__PROBLEM__. Keep only the lines in the rows below that contain the word "dark", and copy each one in full.

__DATASET ROWS__.
____

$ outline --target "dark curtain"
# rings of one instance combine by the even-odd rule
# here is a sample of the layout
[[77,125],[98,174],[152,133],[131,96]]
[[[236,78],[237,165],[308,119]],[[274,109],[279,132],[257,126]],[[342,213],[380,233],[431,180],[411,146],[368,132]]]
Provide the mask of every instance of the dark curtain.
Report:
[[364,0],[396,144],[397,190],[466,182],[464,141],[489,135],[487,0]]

____

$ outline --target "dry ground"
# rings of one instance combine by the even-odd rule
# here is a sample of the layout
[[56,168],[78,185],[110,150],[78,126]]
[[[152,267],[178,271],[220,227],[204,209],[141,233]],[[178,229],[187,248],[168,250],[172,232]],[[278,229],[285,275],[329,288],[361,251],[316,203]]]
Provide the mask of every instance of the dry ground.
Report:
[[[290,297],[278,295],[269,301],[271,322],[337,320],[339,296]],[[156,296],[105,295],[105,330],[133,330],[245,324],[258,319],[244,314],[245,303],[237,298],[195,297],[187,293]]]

____

__FINISHED TASK__.
$ outline --target "dark curtain"
Provide the mask of every instance of the dark curtain.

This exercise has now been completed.